GOAL: Copy out all of the entries below with each occurrence of "instance" swapped for "object", leaving everything else unchanged and omitting the pictures.

__________

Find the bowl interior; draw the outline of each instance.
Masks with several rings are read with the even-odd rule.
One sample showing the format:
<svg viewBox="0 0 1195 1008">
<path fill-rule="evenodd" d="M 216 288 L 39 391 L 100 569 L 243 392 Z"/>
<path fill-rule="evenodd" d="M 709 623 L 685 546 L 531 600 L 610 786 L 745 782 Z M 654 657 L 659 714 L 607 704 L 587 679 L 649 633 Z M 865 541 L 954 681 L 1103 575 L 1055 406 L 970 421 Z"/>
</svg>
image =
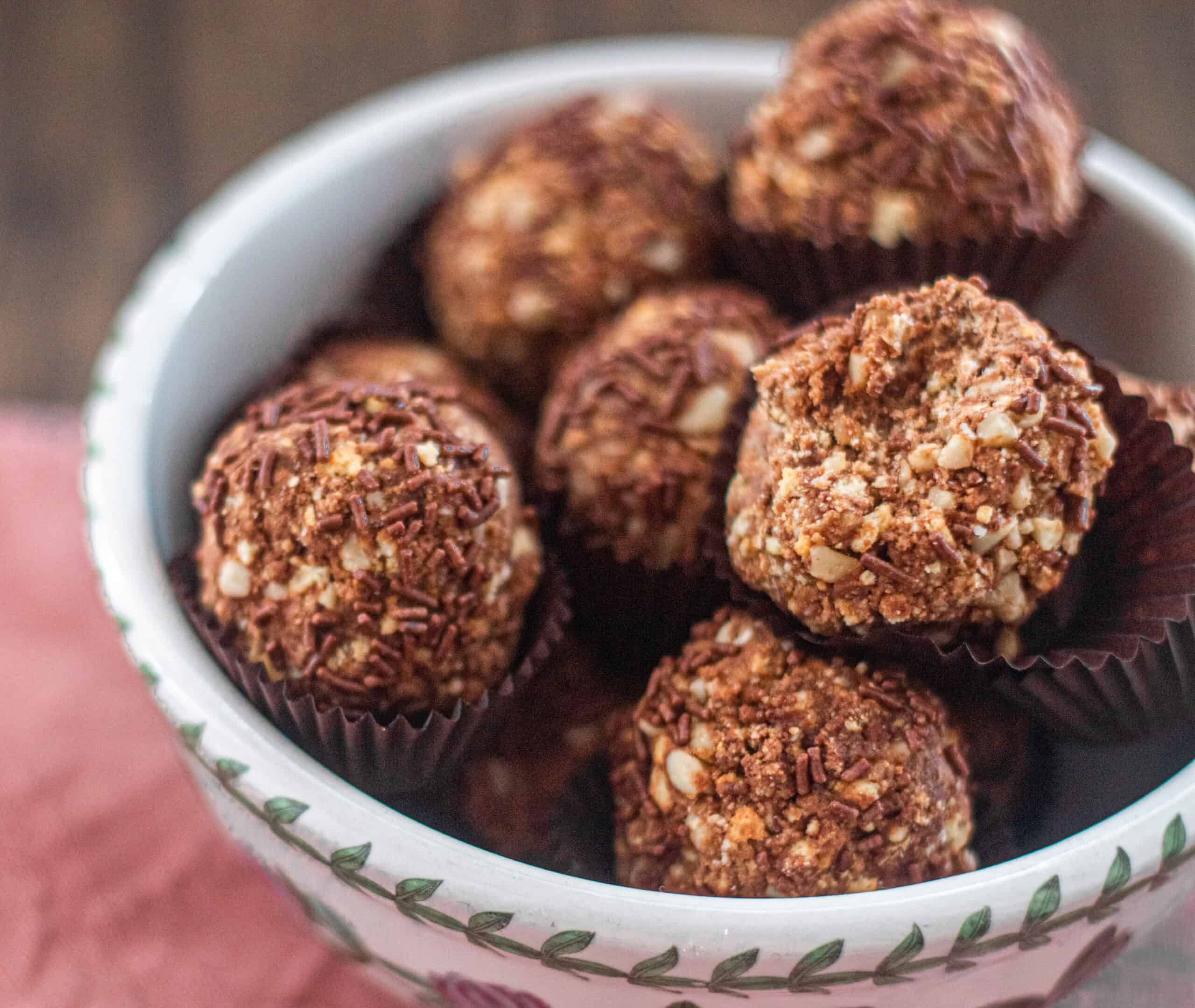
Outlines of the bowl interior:
<svg viewBox="0 0 1195 1008">
<path fill-rule="evenodd" d="M 759 45 L 758 53 L 754 78 L 741 68 L 695 73 L 692 62 L 678 72 L 662 60 L 655 69 L 644 64 L 621 76 L 611 69 L 605 86 L 660 99 L 724 148 L 779 64 L 778 47 Z M 500 74 L 484 96 L 467 100 L 428 85 L 422 106 L 399 103 L 388 116 L 376 107 L 369 116 L 350 112 L 292 141 L 234 183 L 222 199 L 235 213 L 189 228 L 192 269 L 186 282 L 174 284 L 179 322 L 164 333 L 165 356 L 143 391 L 151 431 L 146 478 L 160 560 L 192 541 L 188 485 L 229 410 L 292 352 L 307 327 L 348 302 L 376 253 L 435 193 L 455 154 L 537 106 L 593 86 L 583 70 L 575 80 L 566 73 L 558 80 L 545 93 L 517 75 Z M 288 154 L 318 146 L 332 131 L 339 142 L 318 164 L 298 159 L 301 164 L 288 166 L 266 192 L 255 185 Z M 1108 184 L 1109 159 L 1122 155 L 1150 177 L 1151 170 L 1119 148 L 1097 140 L 1096 149 L 1089 178 L 1097 189 Z M 1176 233 L 1177 226 L 1148 199 L 1135 198 L 1132 188 L 1105 195 L 1110 213 L 1040 314 L 1066 338 L 1129 368 L 1195 379 L 1187 324 L 1195 318 L 1195 235 Z M 219 675 L 214 664 L 210 674 Z M 1056 757 L 1052 789 L 1083 800 L 1049 803 L 1030 847 L 1098 822 L 1157 787 L 1195 758 L 1195 733 L 1114 749 L 1059 745 Z"/>
</svg>

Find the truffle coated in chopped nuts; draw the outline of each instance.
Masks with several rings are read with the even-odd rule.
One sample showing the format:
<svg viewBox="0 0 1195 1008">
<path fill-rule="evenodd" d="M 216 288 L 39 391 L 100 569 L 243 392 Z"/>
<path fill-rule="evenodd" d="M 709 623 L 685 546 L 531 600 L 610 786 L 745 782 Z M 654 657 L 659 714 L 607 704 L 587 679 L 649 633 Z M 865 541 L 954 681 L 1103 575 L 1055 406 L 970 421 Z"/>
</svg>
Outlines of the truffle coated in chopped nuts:
<svg viewBox="0 0 1195 1008">
<path fill-rule="evenodd" d="M 466 762 L 456 785 L 465 817 L 491 850 L 547 860 L 565 788 L 605 751 L 611 711 L 632 700 L 575 637 L 557 644 L 494 745 Z"/>
<path fill-rule="evenodd" d="M 754 375 L 727 545 L 810 629 L 1016 626 L 1059 586 L 1116 438 L 1083 355 L 1015 305 L 877 295 Z"/>
<path fill-rule="evenodd" d="M 425 244 L 445 343 L 533 401 L 568 346 L 651 284 L 710 266 L 717 164 L 639 99 L 552 109 L 465 161 Z"/>
<path fill-rule="evenodd" d="M 1195 450 L 1195 386 L 1151 381 L 1117 371 L 1121 392 L 1140 395 L 1150 404 L 1150 417 L 1164 420 L 1175 432 L 1175 444 Z"/>
<path fill-rule="evenodd" d="M 612 745 L 619 881 L 822 896 L 970 871 L 957 745 L 901 669 L 807 654 L 722 609 L 660 663 Z"/>
<path fill-rule="evenodd" d="M 583 344 L 556 376 L 537 440 L 562 534 L 623 564 L 693 564 L 723 430 L 779 333 L 764 299 L 703 284 L 641 295 Z"/>
<path fill-rule="evenodd" d="M 449 711 L 508 672 L 540 573 L 502 445 L 418 381 L 295 383 L 212 449 L 200 601 L 321 706 Z"/>
<path fill-rule="evenodd" d="M 864 0 L 797 39 L 740 141 L 731 215 L 817 246 L 1065 232 L 1084 202 L 1084 142 L 1052 62 L 1012 16 Z"/>
<path fill-rule="evenodd" d="M 313 383 L 351 379 L 384 385 L 413 380 L 445 386 L 502 438 L 515 461 L 525 461 L 531 450 L 528 425 L 443 350 L 421 339 L 380 330 L 339 339 L 320 348 L 304 367 L 300 379 Z"/>
</svg>

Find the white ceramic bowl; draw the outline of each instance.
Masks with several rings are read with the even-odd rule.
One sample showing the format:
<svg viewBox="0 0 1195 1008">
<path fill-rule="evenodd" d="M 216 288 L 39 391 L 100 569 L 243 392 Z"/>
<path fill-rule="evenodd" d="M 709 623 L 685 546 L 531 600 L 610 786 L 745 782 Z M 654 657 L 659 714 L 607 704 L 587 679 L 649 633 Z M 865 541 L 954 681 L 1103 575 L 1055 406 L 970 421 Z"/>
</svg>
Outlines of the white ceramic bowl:
<svg viewBox="0 0 1195 1008">
<path fill-rule="evenodd" d="M 1189 732 L 1128 750 L 1060 749 L 1067 801 L 1040 832 L 1067 838 L 961 878 L 730 901 L 552 874 L 442 836 L 307 757 L 225 678 L 174 604 L 163 561 L 190 541 L 185 488 L 214 426 L 306 325 L 345 302 L 454 152 L 590 88 L 646 91 L 725 139 L 780 54 L 767 41 L 619 41 L 382 94 L 287 142 L 194 214 L 146 269 L 103 354 L 84 483 L 96 564 L 130 653 L 229 831 L 379 976 L 430 983 L 442 1002 L 539 1003 L 488 1002 L 476 989 L 482 1000 L 461 1000 L 446 973 L 553 1006 L 707 1008 L 725 992 L 771 1003 L 819 987 L 827 1006 L 1043 997 L 1195 886 Z M 1195 201 L 1103 139 L 1086 173 L 1113 213 L 1041 313 L 1127 364 L 1195 377 Z"/>
</svg>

__________

RESPONSE TO THIS TASK:
Find the bowl interior; draw the outline of each object.
Masks with several rings are read with the even-odd rule.
One sample showing the format:
<svg viewBox="0 0 1195 1008">
<path fill-rule="evenodd" d="M 216 288 L 39 391 L 100 569 L 243 392 Z"/>
<path fill-rule="evenodd" d="M 709 623 L 685 546 L 531 600 L 610 786 L 745 782 Z M 654 657 L 659 714 L 607 704 L 587 679 L 649 633 Z M 865 541 L 954 681 L 1103 575 L 1055 406 L 970 421 Z"/>
</svg>
image =
Outlines of the bowl interior:
<svg viewBox="0 0 1195 1008">
<path fill-rule="evenodd" d="M 759 45 L 758 53 L 754 78 L 741 68 L 695 73 L 692 62 L 678 72 L 662 60 L 655 69 L 644 64 L 621 76 L 611 69 L 605 86 L 660 99 L 724 148 L 779 64 L 778 47 Z M 500 74 L 484 96 L 467 100 L 428 85 L 422 106 L 399 103 L 388 116 L 376 107 L 369 116 L 350 112 L 292 141 L 234 183 L 222 199 L 235 213 L 189 228 L 192 269 L 186 282 L 174 284 L 179 322 L 164 333 L 165 356 L 143 391 L 151 431 L 146 478 L 160 560 L 192 541 L 188 485 L 229 410 L 292 352 L 307 327 L 348 302 L 376 253 L 435 193 L 455 154 L 537 106 L 593 86 L 583 70 L 575 80 L 566 73 L 558 80 L 545 93 L 517 75 Z M 288 154 L 318 146 L 332 131 L 339 142 L 318 164 L 298 159 L 301 164 L 288 166 L 266 192 L 255 185 Z M 1108 184 L 1109 159 L 1122 155 L 1150 177 L 1151 170 L 1119 148 L 1097 140 L 1096 149 L 1089 178 L 1097 189 Z M 1176 233 L 1177 226 L 1148 199 L 1135 198 L 1132 188 L 1105 195 L 1110 213 L 1040 314 L 1066 338 L 1129 368 L 1195 379 L 1187 324 L 1195 318 L 1195 235 Z M 219 675 L 214 664 L 210 674 Z M 1056 757 L 1052 789 L 1083 800 L 1049 803 L 1030 847 L 1098 822 L 1157 787 L 1195 758 L 1195 733 L 1114 749 L 1059 745 Z"/>
</svg>

Find the truffle coated in chopped nuts; draw the outline of each object.
Masks with several rings are read with the even-odd rule.
One sample showing the format:
<svg viewBox="0 0 1195 1008">
<path fill-rule="evenodd" d="M 216 288 L 39 391 L 100 569 L 243 392 Z"/>
<path fill-rule="evenodd" d="M 709 623 L 685 546 L 531 600 L 610 786 L 745 782 Z M 654 657 L 659 714 L 607 704 L 587 679 L 649 633 Z M 865 541 L 954 681 L 1103 575 L 1055 406 L 970 421 Z"/>
</svg>
Outlines of the truffle coated in chopped nuts:
<svg viewBox="0 0 1195 1008">
<path fill-rule="evenodd" d="M 466 762 L 456 785 L 465 817 L 491 850 L 547 860 L 565 788 L 605 751 L 611 711 L 632 700 L 575 637 L 557 644 L 494 745 Z"/>
<path fill-rule="evenodd" d="M 754 375 L 727 545 L 810 629 L 1016 626 L 1059 586 L 1116 438 L 1083 355 L 1015 305 L 877 295 Z"/>
<path fill-rule="evenodd" d="M 425 244 L 445 343 L 533 401 L 568 346 L 651 284 L 710 266 L 717 164 L 639 99 L 552 109 L 465 161 Z"/>
<path fill-rule="evenodd" d="M 1195 450 L 1195 386 L 1151 381 L 1117 371 L 1121 392 L 1140 395 L 1150 404 L 1150 417 L 1164 420 L 1175 432 L 1175 444 Z"/>
<path fill-rule="evenodd" d="M 612 745 L 619 881 L 822 896 L 970 871 L 957 745 L 901 669 L 807 654 L 722 609 L 660 663 Z"/>
<path fill-rule="evenodd" d="M 583 344 L 556 376 L 537 440 L 562 534 L 623 564 L 693 564 L 723 430 L 779 333 L 764 299 L 703 284 L 641 295 Z"/>
<path fill-rule="evenodd" d="M 449 711 L 508 672 L 540 573 L 502 445 L 418 381 L 295 383 L 212 449 L 200 601 L 321 706 Z"/>
<path fill-rule="evenodd" d="M 864 0 L 797 39 L 740 141 L 731 215 L 817 246 L 1065 232 L 1084 202 L 1084 142 L 1052 62 L 1012 16 Z"/>
<path fill-rule="evenodd" d="M 313 383 L 351 379 L 384 385 L 413 380 L 445 386 L 502 438 L 515 461 L 525 461 L 531 450 L 528 425 L 443 350 L 421 339 L 380 330 L 339 339 L 320 348 L 304 367 L 300 379 Z"/>
</svg>

Find the white ceramic bowl; draw the outline of each object.
Masks with several rings are read with the even-odd rule.
One sample showing the format:
<svg viewBox="0 0 1195 1008">
<path fill-rule="evenodd" d="M 216 288 L 39 391 L 100 569 L 243 392 Z"/>
<path fill-rule="evenodd" d="M 709 623 L 685 546 L 531 600 L 610 786 L 745 782 Z M 654 657 L 659 714 L 607 704 L 587 679 L 649 633 Z M 865 541 L 954 681 L 1103 575 L 1055 406 L 970 421 Z"/>
</svg>
Outlines of the white ceramic bowl:
<svg viewBox="0 0 1195 1008">
<path fill-rule="evenodd" d="M 1189 732 L 1128 750 L 1060 749 L 1067 801 L 1040 832 L 1067 838 L 961 878 L 730 901 L 552 874 L 442 836 L 307 757 L 225 678 L 174 604 L 163 561 L 190 541 L 185 488 L 214 426 L 306 325 L 345 302 L 454 152 L 590 88 L 646 91 L 725 139 L 780 54 L 767 41 L 619 41 L 382 94 L 287 142 L 194 214 L 146 269 L 103 354 L 84 483 L 96 564 L 130 653 L 229 831 L 379 976 L 430 983 L 442 1002 L 539 1003 L 488 1002 L 476 989 L 482 1000 L 461 1000 L 446 973 L 553 1006 L 707 1008 L 725 992 L 771 1003 L 819 987 L 827 1006 L 1043 997 L 1195 886 Z M 1195 201 L 1103 139 L 1086 173 L 1113 213 L 1041 313 L 1127 364 L 1195 377 Z"/>
</svg>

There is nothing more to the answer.